TEXTAUSZUG:

━━━━━━━━━━━━━━━━━━━━━━━━━━━━━━

Wichtiger Pfeiler der Science Diplomacy

Auswärtiges Amt

Weitere Informationen

Das Deutsch-Russische Jahr der Hochschulkooperation und Wissenschaft wurde am 6. Dezember 2018 mit einer Gemeinsamen Erklärung von Außenminister Heiko Maas und Sergej W. Lawrow, Minister für Auswärtige Angelegenheiten der Russischen Föderation, eröffnet. Auf deutscher Seite koordiniert der DAAD die Aktivitäten in Deutschland und Russland bis Ende des Jahres 2020 zusammen mit dem Deutschen Wissenschafts- und Innovationshaus (DWIH Moskau). Zentrale Veranstaltungen, die vom DAAD und DWIH Moskau (mit)veranstaltet wurden, sind das Deutsch-Russische Forum für universitäre Forschung in Moskau, die Veranstaltung zur Halbzeit des Themenjahrs, die 9. Deutsch-Russische Woche der Nachwuchswissenschaftlerinnen und -wissenschaftler sowie die DAAD-Alumniveranstaltung. Den festlichen Abschluss bildet die am 15. September 2020 geplante Abschlussveranstaltung, die als hybrides Format aus einer virtuellen wissenschaftspolitischen Panel-Diskussion und als Präsenzveranstaltung für die Ehrung der 20 im Wettbewerb „Brücken für die deutsch-russische Hochschul- und Wissenschaftszusammenarbeit“ ausgezeichneten Projekte stattfinden soll.

Deutsch-russische Erfolgsgeschichten

Bilaterales „Fachzentrum Germanistik“ in Moskau
Das Fachzentrum Germanistik an der Russischen Staatlichen Universität für Geisteswissenschaften (RGGU) in Moskau ist das größte germanistische Förderprojekt weltweit und zielt darauf ab, nach dem Prinzip „Teach the Teachers“ möglichst viele Hochschullehrerinnen und Hochschullehrer auszubilden, die ein wissenschaftlich fundiertes Bild von Deutschland, seiner Sprache, Literatur und Kultur, seiner Mentalität und Identität als Multiplikatoren weitergeben können. Diese Förderung der Hochschulgermanistik äußert sich in einer verbesserten Qualität der Lehre und des Lehrstoffes. Inzwischen ist dem Fachzentrum Germanistik auch ein internationales Graduiertenkolleg der Deutschen Forschungsgemeinschaft (DFG) angegliedert. 

German-Russian Interdisciplinary Science Center (G-RISC)
Das Exzellenzzentrum in Russland (German-Russian Interdisciplinary Science Center, G-RISC) hat das Ziel, eine moderne und praxisorientierte Forschungs- und Ausbildungsplattform für den bilateralen (Fach-)Austausch zu bieten. Dazu ermöglicht es deutschen und russischen Forschenden in den Bereichen Physik, Physikalische Chemie, Mathematik und Geophysik, über kurze, aber sehr effiziente Forschungsaufenthalte im jeweiligen Partnerland interdisziplinäre und internationale Erfahrungen zu machen. G-RISC bündelt bisher die Kompetenzen von etwa 440 Forschungsgruppen von insgesamt 130 Institutionen in Russland und Deutschland.

━━━━━━━━━━━━━━━━━━━━━━━━━━━━━━

DATEN:

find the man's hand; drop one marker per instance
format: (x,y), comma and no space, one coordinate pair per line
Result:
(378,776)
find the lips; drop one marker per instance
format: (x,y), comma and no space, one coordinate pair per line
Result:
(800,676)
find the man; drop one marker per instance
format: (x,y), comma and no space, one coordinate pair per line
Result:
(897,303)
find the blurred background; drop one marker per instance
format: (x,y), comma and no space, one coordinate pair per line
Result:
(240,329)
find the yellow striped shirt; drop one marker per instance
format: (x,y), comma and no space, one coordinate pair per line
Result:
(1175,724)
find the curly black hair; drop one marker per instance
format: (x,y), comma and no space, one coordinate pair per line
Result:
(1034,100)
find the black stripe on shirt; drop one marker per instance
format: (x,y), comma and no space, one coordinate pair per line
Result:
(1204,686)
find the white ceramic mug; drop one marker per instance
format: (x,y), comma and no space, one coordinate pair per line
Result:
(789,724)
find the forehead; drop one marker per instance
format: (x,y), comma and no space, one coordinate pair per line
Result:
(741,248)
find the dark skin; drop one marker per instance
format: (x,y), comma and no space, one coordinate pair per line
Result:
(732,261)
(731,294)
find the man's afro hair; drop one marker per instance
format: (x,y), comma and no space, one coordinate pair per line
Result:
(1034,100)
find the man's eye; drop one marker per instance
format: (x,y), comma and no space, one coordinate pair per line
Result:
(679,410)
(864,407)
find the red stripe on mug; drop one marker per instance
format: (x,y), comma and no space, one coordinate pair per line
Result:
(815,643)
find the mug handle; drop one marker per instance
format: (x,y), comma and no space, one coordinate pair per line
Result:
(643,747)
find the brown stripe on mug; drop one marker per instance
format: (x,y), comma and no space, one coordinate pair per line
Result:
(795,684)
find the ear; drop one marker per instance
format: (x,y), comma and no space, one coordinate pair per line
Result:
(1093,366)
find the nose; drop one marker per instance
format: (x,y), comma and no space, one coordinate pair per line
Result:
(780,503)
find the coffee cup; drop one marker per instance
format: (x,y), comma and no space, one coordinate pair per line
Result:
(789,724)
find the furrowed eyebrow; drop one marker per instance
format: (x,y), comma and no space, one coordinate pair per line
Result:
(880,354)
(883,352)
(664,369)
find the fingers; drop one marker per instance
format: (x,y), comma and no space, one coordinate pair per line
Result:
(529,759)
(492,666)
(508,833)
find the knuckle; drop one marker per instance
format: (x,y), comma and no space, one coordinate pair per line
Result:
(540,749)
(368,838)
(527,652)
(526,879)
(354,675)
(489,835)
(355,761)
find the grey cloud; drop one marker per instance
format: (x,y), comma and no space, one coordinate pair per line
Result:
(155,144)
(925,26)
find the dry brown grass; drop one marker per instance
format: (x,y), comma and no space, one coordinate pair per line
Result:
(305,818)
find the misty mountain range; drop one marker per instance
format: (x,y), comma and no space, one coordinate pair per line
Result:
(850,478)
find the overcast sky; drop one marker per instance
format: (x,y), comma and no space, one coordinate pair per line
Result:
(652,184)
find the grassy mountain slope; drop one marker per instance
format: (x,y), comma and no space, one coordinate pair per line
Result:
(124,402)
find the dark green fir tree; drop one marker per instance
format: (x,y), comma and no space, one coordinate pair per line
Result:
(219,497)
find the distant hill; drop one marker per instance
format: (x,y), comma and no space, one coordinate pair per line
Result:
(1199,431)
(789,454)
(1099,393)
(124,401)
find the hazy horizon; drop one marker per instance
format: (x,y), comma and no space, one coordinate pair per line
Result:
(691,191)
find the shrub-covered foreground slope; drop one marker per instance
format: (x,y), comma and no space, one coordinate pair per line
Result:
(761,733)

━━━━━━━━━━━━━━━━━━━━━━━━━━━━━━

ARBEITSAUFTRAG:
Führe den Textauszug über die deutsch-russische Wissenschaftszusammenarbeit im Anschluss an seinen letzten Satz fort. Die Daten stammen aus einer anderen Quelle als der Textauszug.

LÖSUNG:
German-Russian Institute of Advanced Technologies (GRIAT)
Das German-Russian Institute of Advanced Technologies (GRIAT) ist das größte Bildungsprojekt im Bereich Master- und Promotionsstudium zwischen Deutschland und Russland und darauf ausgerichtet, an der renommierten Kasaner Staatlichen Technischen Forschungsuniversität (KNRTU-KAI) hochqualifizierte Ingenieurinnen und Ingenieure auszubilden. Während des Studiums erwerben die Studierenden neuestes und zukunftsorientiertes Wissen – unter anderem durch gemeinsame Forschungsprojekte und sowie Kooperationen mit deutschen und russischen Ingenieurbüros und Firmen.

Zentrum für Deutschland- und Europastudien (ZDES)
Das ZDES ist in der sozialwissenschaftlichen Landschaft Russlands sowie aufgrund der deutsch-russischen Kooperationsstruktur einzigartig und hat sich in der russischen sozialwissenschaftlichen Community zu einer wichtigen Anlaufstelle entwickelt. Seine wesentlichen Ziele liegen in der Durchführung von Lehre, Forschung und wissenschaftlichen Austauschaktivitäten sowie in der Bereitstellung von Informationen und Beratung im Bereich der sozialwissenschaftlichen Deutschland- und Europastudien. Zudem sollen neue wissenschaftliche Netzwerke erschlossen und wissenschaftliche Expertise auch außerhalb akademischer Fachzirkel bereitgestellt werden.